(What to work on):
From the line containing "Can you see the shadow" to the end of the records, print every line exactly, both ends included, and leave out the pictures.

(Supplied records):
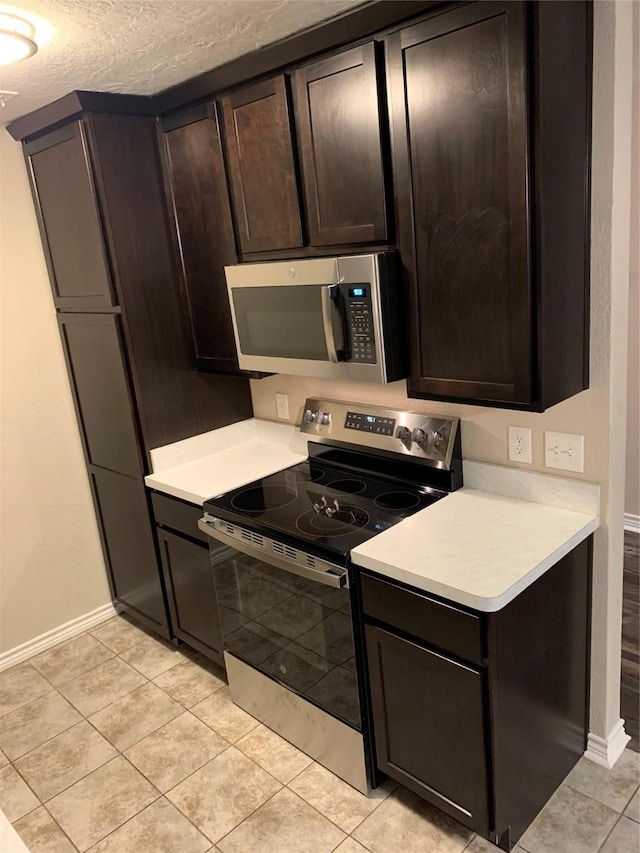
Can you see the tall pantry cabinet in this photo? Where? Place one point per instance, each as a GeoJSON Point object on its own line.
{"type": "Point", "coordinates": [112, 265]}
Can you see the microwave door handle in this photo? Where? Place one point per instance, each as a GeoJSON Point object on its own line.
{"type": "Point", "coordinates": [328, 295]}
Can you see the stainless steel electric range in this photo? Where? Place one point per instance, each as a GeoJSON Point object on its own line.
{"type": "Point", "coordinates": [288, 592]}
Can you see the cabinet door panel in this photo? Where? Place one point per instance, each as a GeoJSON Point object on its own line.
{"type": "Point", "coordinates": [95, 359]}
{"type": "Point", "coordinates": [429, 725]}
{"type": "Point", "coordinates": [262, 170]}
{"type": "Point", "coordinates": [69, 219]}
{"type": "Point", "coordinates": [459, 132]}
{"type": "Point", "coordinates": [129, 547]}
{"type": "Point", "coordinates": [203, 220]}
{"type": "Point", "coordinates": [191, 593]}
{"type": "Point", "coordinates": [339, 125]}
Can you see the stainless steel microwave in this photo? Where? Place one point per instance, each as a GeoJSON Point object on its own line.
{"type": "Point", "coordinates": [335, 318]}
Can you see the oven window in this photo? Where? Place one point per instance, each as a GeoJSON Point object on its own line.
{"type": "Point", "coordinates": [295, 630]}
{"type": "Point", "coordinates": [280, 322]}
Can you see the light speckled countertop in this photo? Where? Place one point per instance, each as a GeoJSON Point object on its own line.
{"type": "Point", "coordinates": [479, 546]}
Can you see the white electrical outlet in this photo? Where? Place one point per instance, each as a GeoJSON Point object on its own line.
{"type": "Point", "coordinates": [282, 406]}
{"type": "Point", "coordinates": [520, 444]}
{"type": "Point", "coordinates": [564, 450]}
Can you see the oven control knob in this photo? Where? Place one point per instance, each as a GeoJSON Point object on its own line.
{"type": "Point", "coordinates": [436, 438]}
{"type": "Point", "coordinates": [419, 436]}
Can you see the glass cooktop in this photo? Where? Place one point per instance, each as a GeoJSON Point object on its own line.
{"type": "Point", "coordinates": [320, 508]}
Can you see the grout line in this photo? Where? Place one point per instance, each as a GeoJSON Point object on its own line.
{"type": "Point", "coordinates": [60, 827]}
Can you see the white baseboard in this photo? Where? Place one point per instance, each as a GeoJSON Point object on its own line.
{"type": "Point", "coordinates": [632, 522]}
{"type": "Point", "coordinates": [606, 751]}
{"type": "Point", "coordinates": [57, 635]}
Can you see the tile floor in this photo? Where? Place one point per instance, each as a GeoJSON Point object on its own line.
{"type": "Point", "coordinates": [115, 742]}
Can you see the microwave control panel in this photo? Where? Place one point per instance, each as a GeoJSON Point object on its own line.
{"type": "Point", "coordinates": [360, 320]}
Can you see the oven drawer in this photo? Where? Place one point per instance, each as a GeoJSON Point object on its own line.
{"type": "Point", "coordinates": [437, 623]}
{"type": "Point", "coordinates": [178, 515]}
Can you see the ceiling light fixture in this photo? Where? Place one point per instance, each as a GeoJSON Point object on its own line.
{"type": "Point", "coordinates": [16, 39]}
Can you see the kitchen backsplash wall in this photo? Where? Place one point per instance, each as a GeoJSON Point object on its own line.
{"type": "Point", "coordinates": [484, 430]}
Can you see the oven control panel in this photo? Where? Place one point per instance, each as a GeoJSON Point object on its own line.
{"type": "Point", "coordinates": [430, 438]}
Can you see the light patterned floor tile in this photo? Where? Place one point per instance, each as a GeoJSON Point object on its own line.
{"type": "Point", "coordinates": [633, 809]}
{"type": "Point", "coordinates": [189, 683]}
{"type": "Point", "coordinates": [274, 754]}
{"type": "Point", "coordinates": [175, 751]}
{"type": "Point", "coordinates": [64, 759]}
{"type": "Point", "coordinates": [612, 787]}
{"type": "Point", "coordinates": [16, 798]}
{"type": "Point", "coordinates": [570, 822]}
{"type": "Point", "coordinates": [118, 634]}
{"type": "Point", "coordinates": [101, 802]}
{"type": "Point", "coordinates": [160, 828]}
{"type": "Point", "coordinates": [285, 822]}
{"type": "Point", "coordinates": [338, 801]}
{"type": "Point", "coordinates": [102, 686]}
{"type": "Point", "coordinates": [20, 685]}
{"type": "Point", "coordinates": [350, 845]}
{"type": "Point", "coordinates": [69, 660]}
{"type": "Point", "coordinates": [33, 724]}
{"type": "Point", "coordinates": [625, 838]}
{"type": "Point", "coordinates": [41, 833]}
{"type": "Point", "coordinates": [405, 822]}
{"type": "Point", "coordinates": [152, 657]}
{"type": "Point", "coordinates": [136, 715]}
{"type": "Point", "coordinates": [219, 712]}
{"type": "Point", "coordinates": [223, 793]}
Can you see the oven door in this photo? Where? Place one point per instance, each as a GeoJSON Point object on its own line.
{"type": "Point", "coordinates": [287, 614]}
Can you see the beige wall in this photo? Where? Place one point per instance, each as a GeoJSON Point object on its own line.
{"type": "Point", "coordinates": [51, 564]}
{"type": "Point", "coordinates": [632, 489]}
{"type": "Point", "coordinates": [484, 430]}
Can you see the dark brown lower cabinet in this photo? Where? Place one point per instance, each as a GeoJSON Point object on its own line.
{"type": "Point", "coordinates": [485, 729]}
{"type": "Point", "coordinates": [188, 578]}
{"type": "Point", "coordinates": [127, 538]}
{"type": "Point", "coordinates": [429, 713]}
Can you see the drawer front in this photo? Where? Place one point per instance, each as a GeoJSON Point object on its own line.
{"type": "Point", "coordinates": [442, 625]}
{"type": "Point", "coordinates": [178, 515]}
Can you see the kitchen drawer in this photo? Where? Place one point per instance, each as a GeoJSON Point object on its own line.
{"type": "Point", "coordinates": [178, 515]}
{"type": "Point", "coordinates": [415, 613]}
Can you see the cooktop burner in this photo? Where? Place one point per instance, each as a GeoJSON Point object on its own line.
{"type": "Point", "coordinates": [263, 498]}
{"type": "Point", "coordinates": [321, 508]}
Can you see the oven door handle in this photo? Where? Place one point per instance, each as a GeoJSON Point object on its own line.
{"type": "Point", "coordinates": [330, 575]}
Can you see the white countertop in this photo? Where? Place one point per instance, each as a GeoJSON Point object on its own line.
{"type": "Point", "coordinates": [205, 466]}
{"type": "Point", "coordinates": [479, 546]}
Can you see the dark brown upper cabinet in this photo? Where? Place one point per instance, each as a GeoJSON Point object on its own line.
{"type": "Point", "coordinates": [261, 167]}
{"type": "Point", "coordinates": [490, 119]}
{"type": "Point", "coordinates": [339, 137]}
{"type": "Point", "coordinates": [69, 219]}
{"type": "Point", "coordinates": [197, 185]}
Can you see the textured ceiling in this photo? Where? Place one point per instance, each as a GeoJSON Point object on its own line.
{"type": "Point", "coordinates": [145, 46]}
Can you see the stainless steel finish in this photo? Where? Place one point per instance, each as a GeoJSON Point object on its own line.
{"type": "Point", "coordinates": [275, 553]}
{"type": "Point", "coordinates": [437, 435]}
{"type": "Point", "coordinates": [328, 310]}
{"type": "Point", "coordinates": [355, 269]}
{"type": "Point", "coordinates": [330, 742]}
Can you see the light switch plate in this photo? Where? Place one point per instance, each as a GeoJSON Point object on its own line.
{"type": "Point", "coordinates": [520, 444]}
{"type": "Point", "coordinates": [282, 406]}
{"type": "Point", "coordinates": [564, 450]}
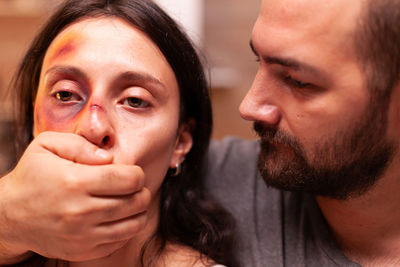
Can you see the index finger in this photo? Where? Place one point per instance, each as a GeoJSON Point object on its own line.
{"type": "Point", "coordinates": [112, 180]}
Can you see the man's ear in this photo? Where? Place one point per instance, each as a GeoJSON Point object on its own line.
{"type": "Point", "coordinates": [183, 144]}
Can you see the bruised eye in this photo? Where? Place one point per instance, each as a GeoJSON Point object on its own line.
{"type": "Point", "coordinates": [66, 96]}
{"type": "Point", "coordinates": [135, 102]}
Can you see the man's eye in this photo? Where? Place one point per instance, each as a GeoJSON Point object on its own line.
{"type": "Point", "coordinates": [136, 102]}
{"type": "Point", "coordinates": [65, 96]}
{"type": "Point", "coordinates": [295, 83]}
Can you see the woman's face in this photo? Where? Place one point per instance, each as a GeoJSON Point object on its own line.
{"type": "Point", "coordinates": [107, 81]}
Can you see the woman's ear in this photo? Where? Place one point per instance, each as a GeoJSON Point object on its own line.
{"type": "Point", "coordinates": [183, 144]}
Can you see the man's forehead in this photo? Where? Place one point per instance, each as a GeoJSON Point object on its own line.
{"type": "Point", "coordinates": [307, 11]}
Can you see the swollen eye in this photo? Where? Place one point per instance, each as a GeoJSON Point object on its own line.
{"type": "Point", "coordinates": [64, 95]}
{"type": "Point", "coordinates": [137, 102]}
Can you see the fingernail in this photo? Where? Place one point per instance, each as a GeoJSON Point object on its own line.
{"type": "Point", "coordinates": [101, 153]}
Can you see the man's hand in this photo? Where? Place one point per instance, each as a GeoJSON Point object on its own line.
{"type": "Point", "coordinates": [65, 199]}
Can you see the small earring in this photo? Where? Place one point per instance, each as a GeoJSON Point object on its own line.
{"type": "Point", "coordinates": [177, 171]}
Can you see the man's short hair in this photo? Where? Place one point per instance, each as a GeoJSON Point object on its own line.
{"type": "Point", "coordinates": [378, 46]}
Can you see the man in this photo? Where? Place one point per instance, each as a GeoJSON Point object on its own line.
{"type": "Point", "coordinates": [326, 105]}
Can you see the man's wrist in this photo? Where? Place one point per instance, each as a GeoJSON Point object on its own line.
{"type": "Point", "coordinates": [9, 258]}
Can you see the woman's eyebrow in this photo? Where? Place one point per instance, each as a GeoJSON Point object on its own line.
{"type": "Point", "coordinates": [67, 70]}
{"type": "Point", "coordinates": [137, 77]}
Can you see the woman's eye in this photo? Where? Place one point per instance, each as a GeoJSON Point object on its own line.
{"type": "Point", "coordinates": [66, 96]}
{"type": "Point", "coordinates": [136, 102]}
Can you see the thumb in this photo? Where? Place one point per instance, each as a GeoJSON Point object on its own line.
{"type": "Point", "coordinates": [71, 147]}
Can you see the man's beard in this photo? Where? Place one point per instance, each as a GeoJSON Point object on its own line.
{"type": "Point", "coordinates": [344, 166]}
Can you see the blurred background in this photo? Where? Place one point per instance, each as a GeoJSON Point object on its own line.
{"type": "Point", "coordinates": [221, 29]}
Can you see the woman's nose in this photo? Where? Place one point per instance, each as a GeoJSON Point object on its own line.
{"type": "Point", "coordinates": [96, 125]}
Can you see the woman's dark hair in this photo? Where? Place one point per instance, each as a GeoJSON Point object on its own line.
{"type": "Point", "coordinates": [186, 216]}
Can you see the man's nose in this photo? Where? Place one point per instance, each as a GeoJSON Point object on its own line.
{"type": "Point", "coordinates": [259, 105]}
{"type": "Point", "coordinates": [95, 124]}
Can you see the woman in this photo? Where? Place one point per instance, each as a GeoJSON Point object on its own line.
{"type": "Point", "coordinates": [119, 79]}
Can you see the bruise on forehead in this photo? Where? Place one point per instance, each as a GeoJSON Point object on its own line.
{"type": "Point", "coordinates": [63, 45]}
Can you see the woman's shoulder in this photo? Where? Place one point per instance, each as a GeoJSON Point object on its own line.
{"type": "Point", "coordinates": [183, 256]}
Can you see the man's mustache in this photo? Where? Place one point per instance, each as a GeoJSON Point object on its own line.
{"type": "Point", "coordinates": [272, 135]}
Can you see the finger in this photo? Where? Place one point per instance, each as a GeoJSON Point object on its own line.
{"type": "Point", "coordinates": [73, 147]}
{"type": "Point", "coordinates": [111, 180]}
{"type": "Point", "coordinates": [111, 210]}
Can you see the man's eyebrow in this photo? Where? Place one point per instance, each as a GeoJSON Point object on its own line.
{"type": "Point", "coordinates": [289, 63]}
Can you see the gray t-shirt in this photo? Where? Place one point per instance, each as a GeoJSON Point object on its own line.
{"type": "Point", "coordinates": [275, 228]}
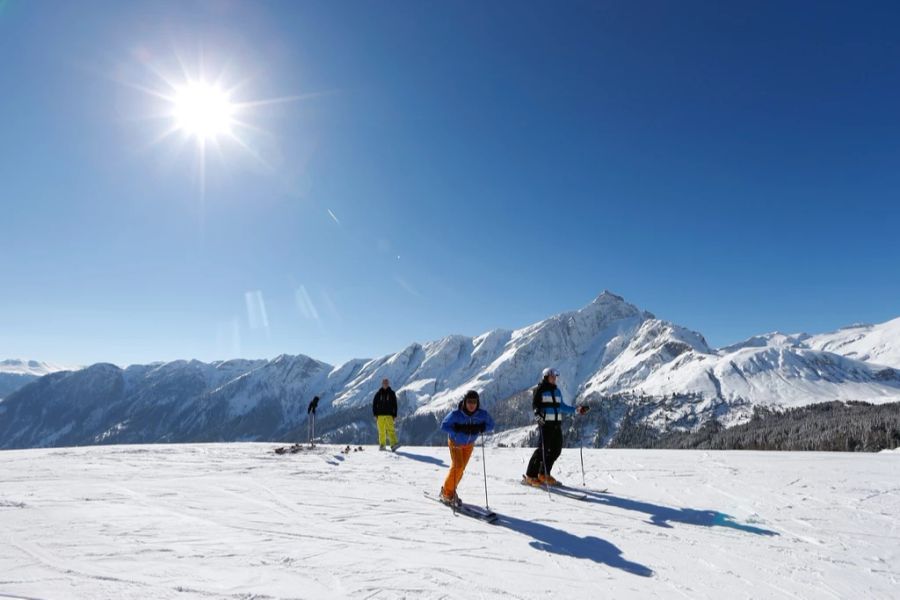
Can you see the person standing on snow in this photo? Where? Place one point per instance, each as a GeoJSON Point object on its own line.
{"type": "Point", "coordinates": [548, 410]}
{"type": "Point", "coordinates": [384, 408]}
{"type": "Point", "coordinates": [463, 425]}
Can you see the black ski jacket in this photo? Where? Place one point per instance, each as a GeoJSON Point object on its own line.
{"type": "Point", "coordinates": [384, 402]}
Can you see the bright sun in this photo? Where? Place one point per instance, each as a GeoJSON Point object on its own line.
{"type": "Point", "coordinates": [203, 111]}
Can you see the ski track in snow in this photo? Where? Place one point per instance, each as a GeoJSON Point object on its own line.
{"type": "Point", "coordinates": [236, 521]}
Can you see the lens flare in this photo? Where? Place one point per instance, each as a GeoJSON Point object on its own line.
{"type": "Point", "coordinates": [203, 111]}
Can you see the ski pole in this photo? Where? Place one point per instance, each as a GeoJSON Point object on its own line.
{"type": "Point", "coordinates": [484, 470]}
{"type": "Point", "coordinates": [581, 453]}
{"type": "Point", "coordinates": [544, 462]}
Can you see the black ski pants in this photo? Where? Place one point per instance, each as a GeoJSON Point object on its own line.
{"type": "Point", "coordinates": [550, 445]}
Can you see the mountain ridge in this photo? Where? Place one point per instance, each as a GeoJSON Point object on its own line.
{"type": "Point", "coordinates": [610, 353]}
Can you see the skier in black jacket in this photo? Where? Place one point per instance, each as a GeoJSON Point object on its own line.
{"type": "Point", "coordinates": [384, 408]}
{"type": "Point", "coordinates": [548, 410]}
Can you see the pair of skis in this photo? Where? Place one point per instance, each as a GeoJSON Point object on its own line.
{"type": "Point", "coordinates": [564, 490]}
{"type": "Point", "coordinates": [468, 510]}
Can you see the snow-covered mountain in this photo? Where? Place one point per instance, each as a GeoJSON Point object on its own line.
{"type": "Point", "coordinates": [236, 521]}
{"type": "Point", "coordinates": [879, 344]}
{"type": "Point", "coordinates": [15, 373]}
{"type": "Point", "coordinates": [620, 359]}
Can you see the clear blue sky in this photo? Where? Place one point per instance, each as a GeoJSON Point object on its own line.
{"type": "Point", "coordinates": [735, 170]}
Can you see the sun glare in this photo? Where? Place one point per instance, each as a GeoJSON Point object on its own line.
{"type": "Point", "coordinates": [203, 111]}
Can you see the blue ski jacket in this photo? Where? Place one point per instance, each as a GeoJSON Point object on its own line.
{"type": "Point", "coordinates": [464, 428]}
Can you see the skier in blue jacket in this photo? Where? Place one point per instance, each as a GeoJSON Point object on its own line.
{"type": "Point", "coordinates": [463, 425]}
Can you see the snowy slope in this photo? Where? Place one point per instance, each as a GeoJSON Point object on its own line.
{"type": "Point", "coordinates": [609, 353]}
{"type": "Point", "coordinates": [16, 373]}
{"type": "Point", "coordinates": [237, 521]}
{"type": "Point", "coordinates": [29, 367]}
{"type": "Point", "coordinates": [879, 344]}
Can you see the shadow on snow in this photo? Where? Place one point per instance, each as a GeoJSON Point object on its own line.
{"type": "Point", "coordinates": [550, 539]}
{"type": "Point", "coordinates": [662, 516]}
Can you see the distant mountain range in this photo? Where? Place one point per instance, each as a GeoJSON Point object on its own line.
{"type": "Point", "coordinates": [15, 374]}
{"type": "Point", "coordinates": [631, 366]}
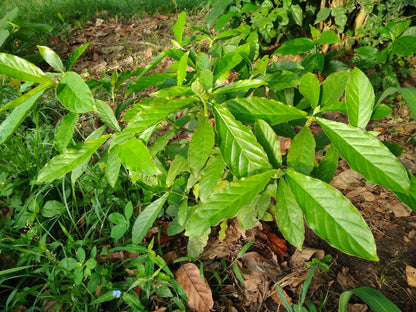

(Exercise solution):
Can you see the shadow on snow in this photo? Where? Place one point per instance, each as a GeoJSON Point object on its own line.
{"type": "Point", "coordinates": [550, 539]}
{"type": "Point", "coordinates": [662, 516]}
Can you see the distant mountain range in this photo? Where? Place one point per instance, each as a GeoJSON Point object on its own line.
{"type": "Point", "coordinates": [15, 374]}
{"type": "Point", "coordinates": [631, 366]}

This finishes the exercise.